__Exercises__:
A - From the article on the Johnson & Johnson vaccine study, extract everything from "Earlier this week, US" down to "and effective vaccine’.".
B - Continue the article on the Johnson & Johnson COVID-19 vaccine study from the point where it stops.

New York: Johnson & Johnson is beginning a huge final study to try to prove if a single-dose COVID-19 vaccine can protect against the virus. The study starting Wednesday will be one of the world’s largest COVID-19 vaccine studies so far. The vaccine will be tested on 60,000 volunteers in the US, South Africa, Argentina, Brazil, Chile, Colombia, Mexico and Peru.
A handful of other vaccines in the US — including shots made by Moderna and Pfizer —are already in final-stage testing. Hopes are high that answers about at least one candidate being tested in the US could come by year’s end, maybe sooner.
US health officials have insisted the race for a vaccine isn’t cutting corners. “We want to do everything we can without sacrificing safety or efficacy. We’re not going to do that — to make sure that we end up with vaccines that are going to save lives,” Dr Francis Collins, director of the National Institutes of Health, told reporters.
But many vaccine specialists question whether the Food and Drug Administration will stick to that goal under intense pressure from the Trump administration. President Donald Trump has consistently presented a faster timeline for a new vaccine than experts say is adequate to fully test the candidates.
Meanwhile testing of still another experimental vaccine, made by AstraZeneca, remains on hold in the US as officials examine a safety question, even though studies have resumed in other countries.
Earlier this week, US Vice-President Mike Pence urged state governors to ‘do your part to build public confidence that it will be a safe and effective vaccine’.

__Data for review__:

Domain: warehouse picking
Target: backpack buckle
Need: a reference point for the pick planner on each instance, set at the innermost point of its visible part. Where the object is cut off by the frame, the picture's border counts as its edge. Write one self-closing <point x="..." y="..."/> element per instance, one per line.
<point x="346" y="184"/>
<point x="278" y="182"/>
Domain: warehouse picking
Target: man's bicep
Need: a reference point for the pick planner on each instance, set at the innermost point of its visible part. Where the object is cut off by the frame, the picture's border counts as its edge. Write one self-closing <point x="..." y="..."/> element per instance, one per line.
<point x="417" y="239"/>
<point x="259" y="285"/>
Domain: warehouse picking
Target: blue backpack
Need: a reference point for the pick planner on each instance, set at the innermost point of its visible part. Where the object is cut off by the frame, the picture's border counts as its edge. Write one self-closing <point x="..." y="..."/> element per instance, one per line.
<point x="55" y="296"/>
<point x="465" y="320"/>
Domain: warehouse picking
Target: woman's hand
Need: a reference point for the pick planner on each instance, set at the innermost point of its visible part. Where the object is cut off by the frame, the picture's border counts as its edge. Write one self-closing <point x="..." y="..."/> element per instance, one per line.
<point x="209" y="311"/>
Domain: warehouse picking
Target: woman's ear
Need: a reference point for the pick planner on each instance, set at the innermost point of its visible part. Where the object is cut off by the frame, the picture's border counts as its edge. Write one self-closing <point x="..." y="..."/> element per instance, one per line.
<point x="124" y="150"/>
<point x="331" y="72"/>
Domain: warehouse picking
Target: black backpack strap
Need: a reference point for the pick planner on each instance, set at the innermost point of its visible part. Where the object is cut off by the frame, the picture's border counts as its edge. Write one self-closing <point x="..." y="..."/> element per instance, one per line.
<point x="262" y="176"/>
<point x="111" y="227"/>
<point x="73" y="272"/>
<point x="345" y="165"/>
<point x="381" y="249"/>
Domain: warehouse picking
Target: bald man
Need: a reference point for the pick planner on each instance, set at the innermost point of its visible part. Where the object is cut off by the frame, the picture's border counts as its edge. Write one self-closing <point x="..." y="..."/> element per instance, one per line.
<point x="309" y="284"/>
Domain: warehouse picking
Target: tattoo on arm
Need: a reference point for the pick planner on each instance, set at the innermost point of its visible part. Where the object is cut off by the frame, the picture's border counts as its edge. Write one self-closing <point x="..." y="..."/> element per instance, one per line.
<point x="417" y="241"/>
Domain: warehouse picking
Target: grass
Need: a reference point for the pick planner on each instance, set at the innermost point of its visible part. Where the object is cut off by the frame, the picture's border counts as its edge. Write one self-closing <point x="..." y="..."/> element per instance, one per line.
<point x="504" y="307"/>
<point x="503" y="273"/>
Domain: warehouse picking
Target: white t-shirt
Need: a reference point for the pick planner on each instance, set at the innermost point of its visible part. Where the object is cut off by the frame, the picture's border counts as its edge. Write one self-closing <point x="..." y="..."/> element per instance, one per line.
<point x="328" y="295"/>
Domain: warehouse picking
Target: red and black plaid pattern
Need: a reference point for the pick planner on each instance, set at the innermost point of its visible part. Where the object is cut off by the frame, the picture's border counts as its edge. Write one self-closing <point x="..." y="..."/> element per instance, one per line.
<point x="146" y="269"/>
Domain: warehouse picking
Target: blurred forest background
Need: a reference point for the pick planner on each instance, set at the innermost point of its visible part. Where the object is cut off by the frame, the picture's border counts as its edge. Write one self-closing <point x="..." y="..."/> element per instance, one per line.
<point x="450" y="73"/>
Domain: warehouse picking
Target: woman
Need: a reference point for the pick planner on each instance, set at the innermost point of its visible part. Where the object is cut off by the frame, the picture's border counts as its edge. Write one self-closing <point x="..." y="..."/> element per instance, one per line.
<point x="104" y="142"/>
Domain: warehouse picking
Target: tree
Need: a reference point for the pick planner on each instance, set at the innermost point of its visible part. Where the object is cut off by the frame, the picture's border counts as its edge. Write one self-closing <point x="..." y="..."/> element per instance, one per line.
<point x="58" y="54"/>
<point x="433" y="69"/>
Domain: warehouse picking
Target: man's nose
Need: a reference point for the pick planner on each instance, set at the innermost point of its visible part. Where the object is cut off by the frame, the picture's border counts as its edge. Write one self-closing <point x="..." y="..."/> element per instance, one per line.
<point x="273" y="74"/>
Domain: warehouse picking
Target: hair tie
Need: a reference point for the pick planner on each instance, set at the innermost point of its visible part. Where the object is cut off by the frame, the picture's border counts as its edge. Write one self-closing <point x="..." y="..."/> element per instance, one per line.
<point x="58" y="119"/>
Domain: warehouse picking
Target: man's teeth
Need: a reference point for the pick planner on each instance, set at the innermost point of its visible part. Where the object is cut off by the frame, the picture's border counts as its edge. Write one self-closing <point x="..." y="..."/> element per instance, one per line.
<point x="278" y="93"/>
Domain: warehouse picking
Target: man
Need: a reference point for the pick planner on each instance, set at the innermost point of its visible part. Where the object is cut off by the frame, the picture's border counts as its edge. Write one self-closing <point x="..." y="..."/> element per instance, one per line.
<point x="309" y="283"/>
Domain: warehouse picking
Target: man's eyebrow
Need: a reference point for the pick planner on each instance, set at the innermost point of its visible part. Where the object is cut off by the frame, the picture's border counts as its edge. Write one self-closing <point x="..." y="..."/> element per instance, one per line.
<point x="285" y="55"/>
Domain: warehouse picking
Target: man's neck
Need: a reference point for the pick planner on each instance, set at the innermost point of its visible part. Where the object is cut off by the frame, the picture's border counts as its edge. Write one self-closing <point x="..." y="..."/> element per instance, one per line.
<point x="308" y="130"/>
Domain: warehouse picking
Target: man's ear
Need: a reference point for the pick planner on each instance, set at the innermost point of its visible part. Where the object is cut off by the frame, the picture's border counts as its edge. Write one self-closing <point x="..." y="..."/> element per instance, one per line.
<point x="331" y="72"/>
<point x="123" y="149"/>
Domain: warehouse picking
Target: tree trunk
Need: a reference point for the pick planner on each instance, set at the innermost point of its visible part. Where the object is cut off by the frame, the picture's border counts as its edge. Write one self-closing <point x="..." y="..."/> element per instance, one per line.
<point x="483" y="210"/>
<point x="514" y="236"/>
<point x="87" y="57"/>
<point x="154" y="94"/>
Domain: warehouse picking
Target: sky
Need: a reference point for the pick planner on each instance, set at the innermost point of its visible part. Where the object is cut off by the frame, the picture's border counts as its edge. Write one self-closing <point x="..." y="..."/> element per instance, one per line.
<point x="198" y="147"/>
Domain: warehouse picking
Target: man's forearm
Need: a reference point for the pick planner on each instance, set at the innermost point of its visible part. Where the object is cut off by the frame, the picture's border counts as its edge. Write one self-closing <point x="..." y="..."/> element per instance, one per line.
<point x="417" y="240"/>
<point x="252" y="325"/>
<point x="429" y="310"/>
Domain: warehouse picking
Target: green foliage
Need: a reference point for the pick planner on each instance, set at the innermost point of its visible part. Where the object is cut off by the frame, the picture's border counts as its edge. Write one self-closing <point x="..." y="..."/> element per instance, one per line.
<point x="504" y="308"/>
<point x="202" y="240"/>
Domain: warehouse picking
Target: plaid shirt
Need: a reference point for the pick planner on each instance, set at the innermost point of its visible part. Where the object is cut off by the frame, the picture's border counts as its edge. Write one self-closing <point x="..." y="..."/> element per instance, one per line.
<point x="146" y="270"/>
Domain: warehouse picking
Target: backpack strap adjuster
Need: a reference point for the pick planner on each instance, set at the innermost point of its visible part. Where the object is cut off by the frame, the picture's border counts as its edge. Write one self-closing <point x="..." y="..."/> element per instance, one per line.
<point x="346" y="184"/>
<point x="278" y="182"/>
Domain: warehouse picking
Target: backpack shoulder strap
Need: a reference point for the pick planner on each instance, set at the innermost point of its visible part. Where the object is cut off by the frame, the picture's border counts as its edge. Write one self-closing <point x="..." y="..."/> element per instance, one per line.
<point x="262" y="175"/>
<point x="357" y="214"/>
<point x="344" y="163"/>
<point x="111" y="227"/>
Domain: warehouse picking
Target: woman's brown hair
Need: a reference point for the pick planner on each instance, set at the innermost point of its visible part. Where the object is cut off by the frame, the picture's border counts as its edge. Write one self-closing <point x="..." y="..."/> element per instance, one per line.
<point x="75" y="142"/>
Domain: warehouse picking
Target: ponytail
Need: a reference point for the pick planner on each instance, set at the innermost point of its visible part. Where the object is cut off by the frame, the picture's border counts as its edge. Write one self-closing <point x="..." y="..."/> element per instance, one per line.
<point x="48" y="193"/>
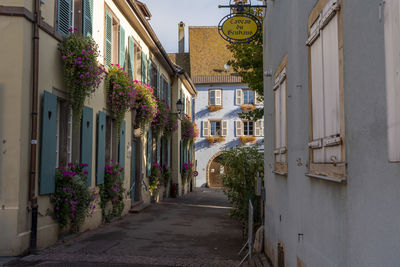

__Answers for the tasks__:
A -
Earlier this week, US Vice-President Mike Pence urged state governors to ‘do your part to build public confidence that it will be a safe and effective vaccine’.

B -
Dr Anthony Fauci, the top US infectious disease expert, said in the call to governors that he is confident in ‘a tried and true process’ that has checks and balances built in, including an independent board evaluating the progress of each vaccine trial, as well as ‘the integrity of the FDA’. A recording of the call was provided to this agency.
Even if the FDA were to allow emergency use of a vaccine by year’s end, supplies would be limited and given first to vulnerable groups such as health workers. Most Americans aren’t likely to receive a vaccine until sometime next year.
The Centers for Disease Control and Prevention wants states to get ready now to roll out vaccinations, which will present enormous logistical challenges. The CDC was set to announce Wednesday the distribution of $200 million in congressionally approved funds to help begin setting up operations.
J&J’s vaccine is made with slightly different technology than others in late-stage testing, modeled on an Ebola vaccine the company created. Unlike the other three vaccines that started late-stage testing in the US, it requires only one shot, not two.